## Required tasks
• a. Please condense the paragraph of the LAPD harassment lawsuit article that begins "According to the complaint, DeBellis joined" into a short bulleted list that keeps its main facts.
• b. In the LAPD harassment lawsuit article, in which court did DeBellis file her complaint?
• c. Carry on the LAPD harassment lawsuit article, starting right after its final sentence about the "Blues Brothers" poster.

## Text passage

++++

Practicing Buddhist-Wiccan Police Officer Sues LAPD for Harassment

Victoria DeBellis was stationed in North Hollywood and then transferred to West Valley.

Officer Victoria DeBellis has sued LAPD for harassment. Patch file photo.
Officer Victoria DeBellis has sued LAPD for harassment. Patch file photo.


City News Service

A female Los Angeles police officer who says she found a "Blues Brothers" movie poster placed near her desk that read, "We're on a Mission from God" is suing the city, alleging she was harassed because of her gender and religion, then suffered a backlash when she complained.

Victoria DeBellis filed the complaint Wednesday in Los Angeles Superior Court, alleging discrimination, harassment and retaliation. She seeks unspecified damages.

"(DeBellis') career has been materially and adversely affected and irreparably harmed and damaged by the conduct of the defendants," the suit states.

An LAPD spokeswoman said today she was unfamiliar with the lawsuit and that the department does not comment on litigation.

According to the complaint, DeBellis joined the LAPD in 1996 and is a practicing Buddhist-Wiccan. After experiencing sexual harassment in March 2011 at the North Hollywood Division, she requested and was granted a transfer to the West Valley Division, where she was assigned to Crime Analysis Detail, the suit states.

While at West Valley a male police officer, Thomas Tenney, in the presence of others made "inappropriate sex and gender-based comments to (DeBellis)" and also mentioned "his dislike and disrespect for women, including his own wife, mother, in-laws and several female officers Tenney supposedly tried to have fired because of their incompetence," according to the lawsuit.

"You better not rat me out," Tenney once warned DeBellis, the suit alleges.

DeBellis went on maternity leave in July 2012 and returned to work the following January, the suit states. She began to breastfeed her child during breaks as she was entitled under LAPD policy, the suit states.

However, while DeBellis was preparing to take a lactation break in February 2013, Tenney -- who had been reassigned to the Gang Enforcement Detail -- walked over to her and asked, "Are you going to milk it?" according to the complaint.

"(DeBellis) was offended by Tenney's harassing and sexually degrading comment, but walked away from Tenney without responding for fear of further harassment, discrimination or retaliation if she did so," the suit states.

That same month, Tenney came to work with a mark on his forehead obtained from an Ash Wednesday ceremony, the suit states.

DeBellis told Tenney that she no longer practices Catholicism and was now a Buddhist-Wiccan and a priestess, the suit states.

"Tenney was visibly upset and appeared disgusted by plaintiff's comment and told (her), 'Women cannot be priests,"'  according to the complaint.

Tenney later told DeBellis she "cannot switch religions" and that she "will burn in hell," the suit states.

In March 2013, DeBellis found that someone put a "Blues Brothers" poster near her workplace entitled "We're on a Mission From God," a famous line from the hit 1980 film.

++++

## Record list

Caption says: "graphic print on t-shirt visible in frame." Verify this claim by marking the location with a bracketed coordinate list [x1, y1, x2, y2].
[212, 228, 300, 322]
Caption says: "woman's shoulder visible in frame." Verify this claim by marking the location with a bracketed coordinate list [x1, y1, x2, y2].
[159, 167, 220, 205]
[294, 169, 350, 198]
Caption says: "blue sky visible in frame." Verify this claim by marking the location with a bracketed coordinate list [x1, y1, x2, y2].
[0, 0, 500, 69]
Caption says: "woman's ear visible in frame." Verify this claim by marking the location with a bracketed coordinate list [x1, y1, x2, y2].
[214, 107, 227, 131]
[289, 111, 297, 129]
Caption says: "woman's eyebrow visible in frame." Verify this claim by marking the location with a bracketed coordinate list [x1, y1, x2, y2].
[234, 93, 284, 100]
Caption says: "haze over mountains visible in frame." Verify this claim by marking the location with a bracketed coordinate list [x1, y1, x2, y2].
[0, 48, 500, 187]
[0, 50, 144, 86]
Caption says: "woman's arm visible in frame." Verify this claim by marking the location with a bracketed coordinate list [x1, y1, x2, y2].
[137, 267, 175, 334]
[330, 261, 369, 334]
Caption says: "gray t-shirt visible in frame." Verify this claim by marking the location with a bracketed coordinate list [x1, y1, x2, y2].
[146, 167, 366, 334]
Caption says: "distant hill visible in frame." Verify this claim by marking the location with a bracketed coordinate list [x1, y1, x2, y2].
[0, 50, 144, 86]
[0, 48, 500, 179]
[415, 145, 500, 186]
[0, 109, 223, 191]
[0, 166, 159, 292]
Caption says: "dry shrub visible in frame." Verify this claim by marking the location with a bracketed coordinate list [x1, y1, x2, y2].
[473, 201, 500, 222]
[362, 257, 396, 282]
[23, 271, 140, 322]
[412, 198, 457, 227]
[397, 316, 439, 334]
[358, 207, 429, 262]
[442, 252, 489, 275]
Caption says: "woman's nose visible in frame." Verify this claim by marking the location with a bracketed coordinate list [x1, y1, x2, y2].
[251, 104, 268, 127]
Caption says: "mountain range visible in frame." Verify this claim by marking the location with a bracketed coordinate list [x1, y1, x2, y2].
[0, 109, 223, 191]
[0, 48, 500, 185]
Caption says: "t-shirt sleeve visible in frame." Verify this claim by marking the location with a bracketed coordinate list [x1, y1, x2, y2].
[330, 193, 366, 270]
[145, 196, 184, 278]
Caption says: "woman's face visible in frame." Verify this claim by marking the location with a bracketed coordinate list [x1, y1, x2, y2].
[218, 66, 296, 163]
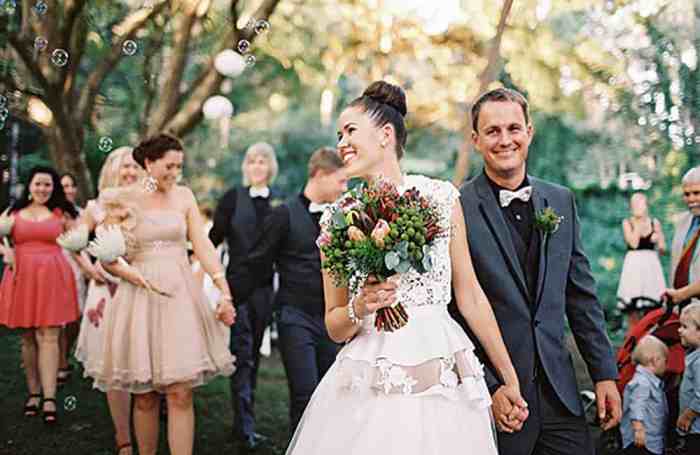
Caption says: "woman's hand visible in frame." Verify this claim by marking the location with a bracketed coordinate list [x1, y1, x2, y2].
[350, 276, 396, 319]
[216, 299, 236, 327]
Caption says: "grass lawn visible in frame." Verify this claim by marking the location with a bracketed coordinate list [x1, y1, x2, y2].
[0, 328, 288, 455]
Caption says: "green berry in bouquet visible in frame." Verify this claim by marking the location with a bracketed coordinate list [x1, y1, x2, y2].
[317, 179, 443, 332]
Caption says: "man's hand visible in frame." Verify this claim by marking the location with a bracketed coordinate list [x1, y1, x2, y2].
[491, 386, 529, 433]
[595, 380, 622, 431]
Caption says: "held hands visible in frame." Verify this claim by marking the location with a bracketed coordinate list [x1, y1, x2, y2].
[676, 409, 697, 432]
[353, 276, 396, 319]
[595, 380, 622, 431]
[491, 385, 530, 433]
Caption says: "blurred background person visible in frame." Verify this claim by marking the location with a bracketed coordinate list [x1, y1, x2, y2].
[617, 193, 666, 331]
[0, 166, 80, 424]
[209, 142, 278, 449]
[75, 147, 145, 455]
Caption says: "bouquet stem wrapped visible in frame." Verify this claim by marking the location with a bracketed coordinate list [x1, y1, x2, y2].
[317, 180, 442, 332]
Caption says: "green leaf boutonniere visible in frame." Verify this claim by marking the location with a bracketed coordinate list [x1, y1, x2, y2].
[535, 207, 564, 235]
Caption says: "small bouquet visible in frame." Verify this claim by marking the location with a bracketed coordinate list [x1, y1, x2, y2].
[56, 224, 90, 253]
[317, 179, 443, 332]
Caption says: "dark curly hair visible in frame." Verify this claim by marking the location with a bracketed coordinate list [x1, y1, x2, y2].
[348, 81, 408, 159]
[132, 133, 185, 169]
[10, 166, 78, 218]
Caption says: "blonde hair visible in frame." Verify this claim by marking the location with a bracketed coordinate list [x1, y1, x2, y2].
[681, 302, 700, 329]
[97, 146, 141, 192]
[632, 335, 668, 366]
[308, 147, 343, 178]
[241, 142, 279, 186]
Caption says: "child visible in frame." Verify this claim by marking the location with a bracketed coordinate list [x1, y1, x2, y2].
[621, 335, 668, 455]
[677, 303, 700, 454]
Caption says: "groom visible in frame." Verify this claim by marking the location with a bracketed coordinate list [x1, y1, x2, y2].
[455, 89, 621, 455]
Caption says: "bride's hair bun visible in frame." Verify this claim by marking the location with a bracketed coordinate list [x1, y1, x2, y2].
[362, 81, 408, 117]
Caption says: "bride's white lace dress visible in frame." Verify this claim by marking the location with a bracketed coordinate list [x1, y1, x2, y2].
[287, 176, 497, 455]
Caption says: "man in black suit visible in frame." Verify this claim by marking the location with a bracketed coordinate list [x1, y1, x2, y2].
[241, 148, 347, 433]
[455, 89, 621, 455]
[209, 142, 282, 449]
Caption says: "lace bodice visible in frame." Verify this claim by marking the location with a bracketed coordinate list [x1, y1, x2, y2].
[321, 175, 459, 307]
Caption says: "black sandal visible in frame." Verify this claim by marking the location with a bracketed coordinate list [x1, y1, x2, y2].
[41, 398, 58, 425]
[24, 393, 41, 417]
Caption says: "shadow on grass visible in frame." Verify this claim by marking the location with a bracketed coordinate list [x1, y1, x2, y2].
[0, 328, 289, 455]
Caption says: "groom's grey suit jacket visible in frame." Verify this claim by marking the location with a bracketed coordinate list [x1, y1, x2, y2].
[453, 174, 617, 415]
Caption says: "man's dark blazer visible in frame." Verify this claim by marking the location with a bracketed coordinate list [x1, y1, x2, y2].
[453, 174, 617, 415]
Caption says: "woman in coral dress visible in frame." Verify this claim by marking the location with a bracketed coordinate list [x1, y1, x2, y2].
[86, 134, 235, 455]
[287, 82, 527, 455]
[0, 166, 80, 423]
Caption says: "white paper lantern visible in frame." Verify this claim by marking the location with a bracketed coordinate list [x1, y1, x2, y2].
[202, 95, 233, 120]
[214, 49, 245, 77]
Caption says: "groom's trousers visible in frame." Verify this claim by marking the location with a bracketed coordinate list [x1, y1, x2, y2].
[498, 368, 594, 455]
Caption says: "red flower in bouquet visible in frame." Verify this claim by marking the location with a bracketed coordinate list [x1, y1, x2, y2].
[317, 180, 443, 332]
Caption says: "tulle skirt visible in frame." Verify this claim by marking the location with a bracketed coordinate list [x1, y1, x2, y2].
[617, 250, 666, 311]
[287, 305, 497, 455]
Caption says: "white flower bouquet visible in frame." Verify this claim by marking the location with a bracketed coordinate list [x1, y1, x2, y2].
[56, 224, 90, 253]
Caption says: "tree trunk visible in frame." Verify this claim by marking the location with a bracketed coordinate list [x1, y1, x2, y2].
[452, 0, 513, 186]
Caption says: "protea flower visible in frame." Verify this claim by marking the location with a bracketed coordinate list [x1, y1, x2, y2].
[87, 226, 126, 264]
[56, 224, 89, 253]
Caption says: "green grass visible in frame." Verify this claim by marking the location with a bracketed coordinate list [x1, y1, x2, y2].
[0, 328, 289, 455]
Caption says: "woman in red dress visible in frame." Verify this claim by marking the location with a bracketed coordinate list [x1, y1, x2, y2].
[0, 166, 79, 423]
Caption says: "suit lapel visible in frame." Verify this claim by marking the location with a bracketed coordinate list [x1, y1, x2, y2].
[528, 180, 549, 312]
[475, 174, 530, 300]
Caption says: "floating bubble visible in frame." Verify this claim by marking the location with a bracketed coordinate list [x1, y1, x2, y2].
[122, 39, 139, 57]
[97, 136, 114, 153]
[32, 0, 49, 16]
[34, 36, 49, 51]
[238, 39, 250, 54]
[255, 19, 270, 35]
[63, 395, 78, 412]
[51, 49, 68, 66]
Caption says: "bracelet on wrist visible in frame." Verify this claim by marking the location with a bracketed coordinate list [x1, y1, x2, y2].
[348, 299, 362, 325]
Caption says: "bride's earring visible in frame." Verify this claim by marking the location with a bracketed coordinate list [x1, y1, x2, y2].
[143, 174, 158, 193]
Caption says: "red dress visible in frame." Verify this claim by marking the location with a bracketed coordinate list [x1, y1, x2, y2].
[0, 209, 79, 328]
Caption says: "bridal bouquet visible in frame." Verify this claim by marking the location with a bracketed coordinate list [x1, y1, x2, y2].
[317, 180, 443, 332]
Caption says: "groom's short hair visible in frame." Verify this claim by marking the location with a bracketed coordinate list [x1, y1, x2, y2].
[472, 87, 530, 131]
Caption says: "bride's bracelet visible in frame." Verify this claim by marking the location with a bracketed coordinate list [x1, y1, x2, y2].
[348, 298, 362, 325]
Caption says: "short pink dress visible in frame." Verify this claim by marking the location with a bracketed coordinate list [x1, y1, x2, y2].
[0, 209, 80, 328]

++++

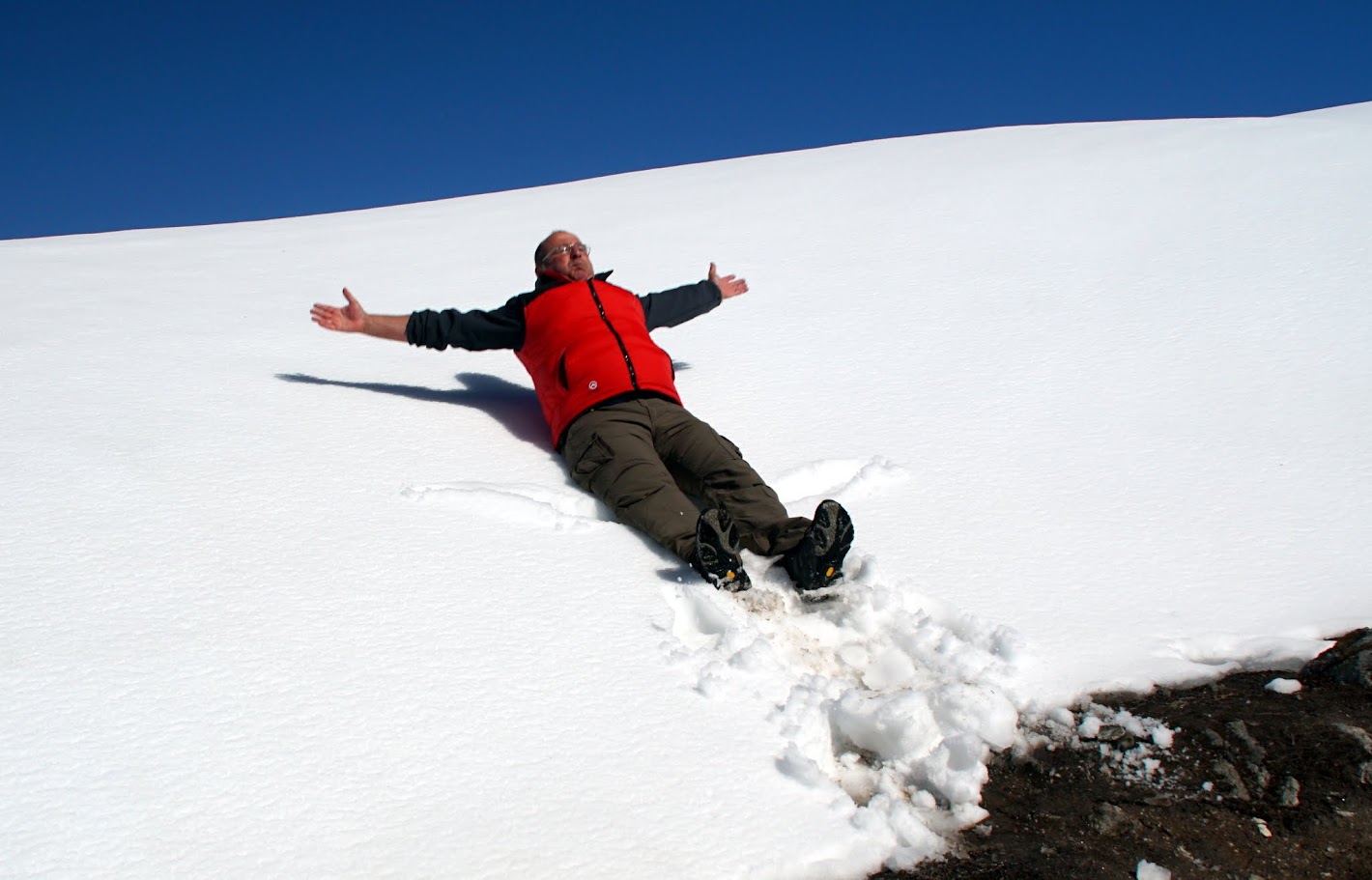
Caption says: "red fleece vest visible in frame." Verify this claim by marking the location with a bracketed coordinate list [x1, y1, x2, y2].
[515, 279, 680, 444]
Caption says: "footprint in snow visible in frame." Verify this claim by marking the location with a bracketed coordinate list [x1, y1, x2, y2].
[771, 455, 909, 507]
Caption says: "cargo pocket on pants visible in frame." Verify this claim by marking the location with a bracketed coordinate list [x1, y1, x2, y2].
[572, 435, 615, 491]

++++

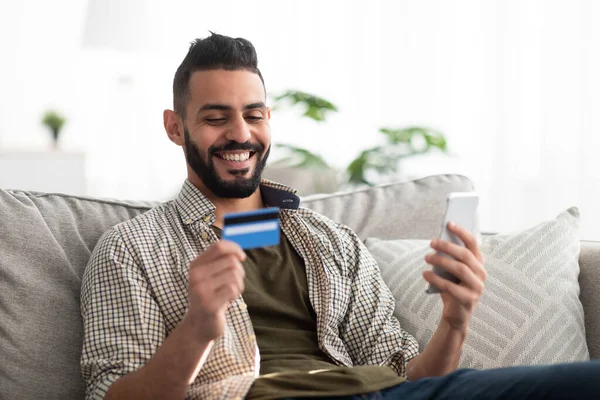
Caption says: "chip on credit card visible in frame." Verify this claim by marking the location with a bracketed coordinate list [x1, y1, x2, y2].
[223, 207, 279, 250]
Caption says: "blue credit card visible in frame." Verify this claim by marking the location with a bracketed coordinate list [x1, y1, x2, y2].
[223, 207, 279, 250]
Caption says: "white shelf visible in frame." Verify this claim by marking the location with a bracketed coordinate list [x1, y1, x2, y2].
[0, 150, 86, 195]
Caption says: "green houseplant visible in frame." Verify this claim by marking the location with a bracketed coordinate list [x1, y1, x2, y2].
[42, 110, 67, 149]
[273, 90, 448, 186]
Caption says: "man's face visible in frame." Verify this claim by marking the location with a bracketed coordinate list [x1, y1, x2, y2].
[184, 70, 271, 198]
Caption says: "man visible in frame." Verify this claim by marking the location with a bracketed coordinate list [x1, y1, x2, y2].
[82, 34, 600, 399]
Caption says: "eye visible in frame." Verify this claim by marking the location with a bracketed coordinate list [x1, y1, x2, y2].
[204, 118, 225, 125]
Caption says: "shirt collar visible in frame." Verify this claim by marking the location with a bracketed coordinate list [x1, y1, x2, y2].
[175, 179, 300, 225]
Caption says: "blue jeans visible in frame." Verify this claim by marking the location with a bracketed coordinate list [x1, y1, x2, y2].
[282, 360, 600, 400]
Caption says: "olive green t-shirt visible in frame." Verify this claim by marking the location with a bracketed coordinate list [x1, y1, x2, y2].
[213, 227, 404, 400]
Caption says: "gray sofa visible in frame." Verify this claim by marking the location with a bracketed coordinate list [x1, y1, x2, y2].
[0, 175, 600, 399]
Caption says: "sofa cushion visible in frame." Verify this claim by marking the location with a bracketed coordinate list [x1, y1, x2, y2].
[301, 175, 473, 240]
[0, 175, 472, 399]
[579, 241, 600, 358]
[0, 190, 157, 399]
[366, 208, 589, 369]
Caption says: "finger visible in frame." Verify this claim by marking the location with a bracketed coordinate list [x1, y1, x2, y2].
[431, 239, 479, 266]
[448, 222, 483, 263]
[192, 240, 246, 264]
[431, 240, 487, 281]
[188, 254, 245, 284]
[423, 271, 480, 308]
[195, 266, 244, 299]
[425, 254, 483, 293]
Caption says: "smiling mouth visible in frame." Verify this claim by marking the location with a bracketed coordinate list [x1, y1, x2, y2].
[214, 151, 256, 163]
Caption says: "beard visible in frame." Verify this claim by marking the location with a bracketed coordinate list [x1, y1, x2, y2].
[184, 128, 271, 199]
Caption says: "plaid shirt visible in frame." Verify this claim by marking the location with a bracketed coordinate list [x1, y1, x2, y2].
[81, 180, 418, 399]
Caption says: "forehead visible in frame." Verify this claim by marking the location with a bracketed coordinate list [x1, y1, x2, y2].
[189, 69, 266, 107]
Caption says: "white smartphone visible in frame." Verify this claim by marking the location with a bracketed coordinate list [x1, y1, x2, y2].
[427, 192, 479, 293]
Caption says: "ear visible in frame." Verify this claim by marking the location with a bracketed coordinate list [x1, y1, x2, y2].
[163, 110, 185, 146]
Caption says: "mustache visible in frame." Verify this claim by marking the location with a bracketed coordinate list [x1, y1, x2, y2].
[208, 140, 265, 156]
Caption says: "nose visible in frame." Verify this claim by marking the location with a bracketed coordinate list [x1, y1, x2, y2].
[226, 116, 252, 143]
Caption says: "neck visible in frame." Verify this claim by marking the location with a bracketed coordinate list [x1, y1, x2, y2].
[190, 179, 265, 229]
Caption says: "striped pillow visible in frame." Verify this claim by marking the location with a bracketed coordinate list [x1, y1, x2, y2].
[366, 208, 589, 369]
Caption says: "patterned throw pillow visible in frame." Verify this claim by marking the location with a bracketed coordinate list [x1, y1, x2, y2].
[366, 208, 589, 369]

++++

## Exercise responses
• a.
- Joined the LAPD in 1996 and is a practicing Buddhist-Wiccan.
- Experienced sexual harassment at the North Hollywood Division in March 2011.
- Requested and was granted a transfer to the West Valley Division.
- Was assigned there to Crime Analysis Detail.

• b. Los Angeles Superior Court.

• c.
DeBellis' partner took the poster down and threw it away, the suit states. When Tenney later noticed it had been removed, he told a reserve officer with him, "Someone stole my poster. I'm going to make a theft report," according to the lawsuit.

After DeBellis explained that her partner took the poster away because she found it offensive, Tenney replied, "Are you kidding?," as he and the reserve officer walked away making light of the incident, the suit states.

On several occasions, Tenney tied several rubber bands together and shot them at DeBellis head on various occasions, including when she was pregnant, the suit states. Tenney joked that he was trying to hit something else, according to the complaint.

Despite her complaints to management and their promises to address her issues with Tenney, DeBellis continued to have problems with him and was threatened with a transfer, the suit states. However, after she persisted with her complaints Tenney was removed to another station last October, the suit states.

But in retaliation for her efforts, other officers in her division began to ostracize her and "treated her like an outcast" for coming forward with her complaints, according to the lawsuit.

The alleged internal backlash against DeBellis continues, the suit states. Last month another officer advised a male colleague of the plaintiff, "You have to watch Victoria DeBellis," according to the complaint.

Don March 31, 2014 at 03:24 PM
Well if all this hate, sexism and race is going on, Chief Beck and all the Commanders and Captains should have their employment contracts terminated If this is a frivolous lawsuit by the officer she should be terminated for fraudulent claims and also pay for attorney and other legal fees associated with the scam One of the other, is the only good choice, for the taxpayers this time. Oh, I'm thinking of the taxpayers? Yes, nobody else appears to be doing so
Kelly Maureen Desmore April 02, 2014 at 01:03 PM
om mani padme hum...blessings to Victoria...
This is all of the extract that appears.